== THE RECORDS ==
************

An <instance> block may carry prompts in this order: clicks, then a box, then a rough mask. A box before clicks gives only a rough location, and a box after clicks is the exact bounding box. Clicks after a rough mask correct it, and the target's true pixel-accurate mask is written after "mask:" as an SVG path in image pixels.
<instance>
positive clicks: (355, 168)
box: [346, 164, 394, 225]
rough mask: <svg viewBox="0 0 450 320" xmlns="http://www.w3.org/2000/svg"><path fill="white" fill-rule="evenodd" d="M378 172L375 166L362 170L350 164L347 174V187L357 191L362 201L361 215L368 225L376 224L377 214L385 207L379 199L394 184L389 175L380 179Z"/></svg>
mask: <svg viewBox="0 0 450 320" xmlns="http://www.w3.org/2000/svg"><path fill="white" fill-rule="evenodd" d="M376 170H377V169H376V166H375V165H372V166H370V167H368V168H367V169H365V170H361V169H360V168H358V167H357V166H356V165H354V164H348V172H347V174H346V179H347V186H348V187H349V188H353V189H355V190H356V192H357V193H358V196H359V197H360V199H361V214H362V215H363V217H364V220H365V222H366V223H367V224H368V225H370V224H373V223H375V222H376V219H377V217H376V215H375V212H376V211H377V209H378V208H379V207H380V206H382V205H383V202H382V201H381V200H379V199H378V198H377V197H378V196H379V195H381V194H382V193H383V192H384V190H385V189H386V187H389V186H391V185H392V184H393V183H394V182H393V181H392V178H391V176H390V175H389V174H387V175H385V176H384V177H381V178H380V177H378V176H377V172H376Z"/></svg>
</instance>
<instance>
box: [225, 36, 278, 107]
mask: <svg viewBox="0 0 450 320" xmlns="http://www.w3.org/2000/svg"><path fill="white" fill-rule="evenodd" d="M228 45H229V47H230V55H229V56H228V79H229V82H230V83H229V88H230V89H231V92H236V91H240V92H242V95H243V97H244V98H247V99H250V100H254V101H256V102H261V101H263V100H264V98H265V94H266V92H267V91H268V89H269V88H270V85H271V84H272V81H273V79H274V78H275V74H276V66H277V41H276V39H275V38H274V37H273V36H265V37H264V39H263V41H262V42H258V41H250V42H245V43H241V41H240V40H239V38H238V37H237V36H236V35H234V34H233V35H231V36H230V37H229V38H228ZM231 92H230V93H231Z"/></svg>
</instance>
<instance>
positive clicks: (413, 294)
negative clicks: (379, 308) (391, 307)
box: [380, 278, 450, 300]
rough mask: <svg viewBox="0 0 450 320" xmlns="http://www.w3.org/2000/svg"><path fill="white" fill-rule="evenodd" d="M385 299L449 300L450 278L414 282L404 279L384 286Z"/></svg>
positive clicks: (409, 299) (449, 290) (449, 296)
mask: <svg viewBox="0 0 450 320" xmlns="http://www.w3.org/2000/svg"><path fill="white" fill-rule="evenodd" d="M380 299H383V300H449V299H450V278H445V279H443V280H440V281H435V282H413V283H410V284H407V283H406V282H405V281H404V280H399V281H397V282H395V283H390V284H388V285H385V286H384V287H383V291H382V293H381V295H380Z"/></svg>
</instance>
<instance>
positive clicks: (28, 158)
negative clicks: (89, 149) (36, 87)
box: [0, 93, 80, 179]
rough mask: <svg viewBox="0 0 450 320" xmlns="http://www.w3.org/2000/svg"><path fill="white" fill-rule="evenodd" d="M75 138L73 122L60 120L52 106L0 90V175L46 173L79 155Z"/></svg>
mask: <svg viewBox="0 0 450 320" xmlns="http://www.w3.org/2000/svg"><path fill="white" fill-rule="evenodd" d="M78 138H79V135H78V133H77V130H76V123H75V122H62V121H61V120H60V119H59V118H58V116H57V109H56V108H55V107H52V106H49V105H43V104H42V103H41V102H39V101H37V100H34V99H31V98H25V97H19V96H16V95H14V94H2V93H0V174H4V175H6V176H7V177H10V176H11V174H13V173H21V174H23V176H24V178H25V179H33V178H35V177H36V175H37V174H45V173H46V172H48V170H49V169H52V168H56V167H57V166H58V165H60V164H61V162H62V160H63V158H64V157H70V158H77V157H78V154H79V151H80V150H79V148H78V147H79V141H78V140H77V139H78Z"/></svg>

************

Every record shown above should be written out again exactly.

An <instance> block may carry prompts in this order: clicks, then a box, then a rough mask. A box before clicks gives only a rough location, and a box after clicks is the exact bounding box. Clicks after a rough mask correct it, and the target's true pixel-accurate mask is written after "mask:" as an SVG path in image pixels.
<instance>
positive clicks: (355, 168)
box: [346, 164, 394, 225]
rough mask: <svg viewBox="0 0 450 320" xmlns="http://www.w3.org/2000/svg"><path fill="white" fill-rule="evenodd" d="M378 172L375 166L362 170L350 164L347 174V187L357 191L362 201L361 215L368 225L376 224L377 214L385 207L379 199L394 184L389 175L380 179Z"/></svg>
mask: <svg viewBox="0 0 450 320" xmlns="http://www.w3.org/2000/svg"><path fill="white" fill-rule="evenodd" d="M376 170H377V169H376V166H375V165H372V166H370V167H368V168H367V169H365V170H361V169H360V168H358V167H357V166H356V165H354V164H348V172H347V174H346V179H347V186H348V187H349V188H353V189H355V190H356V192H357V193H358V196H359V197H360V199H361V214H362V215H363V217H364V220H365V222H366V223H367V224H368V225H370V224H373V223H375V222H376V219H377V217H376V215H375V212H376V211H377V209H378V208H379V207H380V206H382V205H383V202H382V201H381V200H379V199H378V198H377V197H378V196H379V195H381V194H382V193H383V192H384V190H385V189H386V187H389V186H391V185H392V184H393V183H394V182H393V181H392V178H391V176H390V175H389V174H387V175H385V176H384V177H381V178H380V177H378V176H377V172H376Z"/></svg>
</instance>
<instance>
box: [225, 36, 278, 107]
mask: <svg viewBox="0 0 450 320" xmlns="http://www.w3.org/2000/svg"><path fill="white" fill-rule="evenodd" d="M228 45H229V47H230V55H229V56H228V79H229V82H230V83H229V88H230V89H231V92H236V91H240V92H242V95H243V97H244V98H247V99H250V100H254V101H256V102H261V101H263V100H264V98H265V94H266V92H267V91H268V89H269V88H270V85H271V84H272V81H273V79H274V78H275V74H276V66H277V41H276V39H275V38H274V37H273V36H265V37H264V39H263V41H262V42H258V41H250V42H245V43H241V41H240V40H239V38H238V37H237V36H236V35H234V34H233V35H231V36H230V37H229V38H228ZM231 92H230V93H231Z"/></svg>
</instance>
<instance>
positive clicks: (413, 294)
negative clicks: (379, 308) (391, 307)
box: [380, 278, 450, 300]
rough mask: <svg viewBox="0 0 450 320" xmlns="http://www.w3.org/2000/svg"><path fill="white" fill-rule="evenodd" d="M385 299L449 300L450 278L414 282L404 279L384 286Z"/></svg>
positive clicks: (409, 299) (449, 290) (449, 296)
mask: <svg viewBox="0 0 450 320" xmlns="http://www.w3.org/2000/svg"><path fill="white" fill-rule="evenodd" d="M380 299H383V300H449V299H450V278H445V279H443V280H440V281H435V282H413V283H410V284H407V283H406V282H405V281H404V280H399V281H397V282H395V283H390V284H388V285H385V286H384V287H383V291H382V293H381V295H380Z"/></svg>
</instance>
<instance>
positive clicks: (28, 158)
negative clicks: (89, 149) (36, 87)
box: [0, 93, 80, 179]
rough mask: <svg viewBox="0 0 450 320" xmlns="http://www.w3.org/2000/svg"><path fill="white" fill-rule="evenodd" d="M75 138L73 122L60 120L52 106L0 90V175L46 173L79 155Z"/></svg>
mask: <svg viewBox="0 0 450 320" xmlns="http://www.w3.org/2000/svg"><path fill="white" fill-rule="evenodd" d="M78 138H79V135H78V133H77V130H76V123H75V122H62V121H61V120H60V119H59V118H58V116H57V109H56V108H55V107H52V106H49V105H43V104H42V103H41V102H39V101H37V100H34V99H31V98H25V97H19V96H16V95H14V94H2V93H0V174H4V175H6V176H7V177H10V176H11V174H13V173H21V174H23V176H24V178H25V179H33V178H35V177H36V175H37V174H45V173H46V172H48V170H49V169H52V168H56V167H57V166H58V165H60V164H61V162H62V160H63V158H64V157H70V158H77V157H78V154H79V151H80V150H79V148H78V147H79V141H78V140H77V139H78Z"/></svg>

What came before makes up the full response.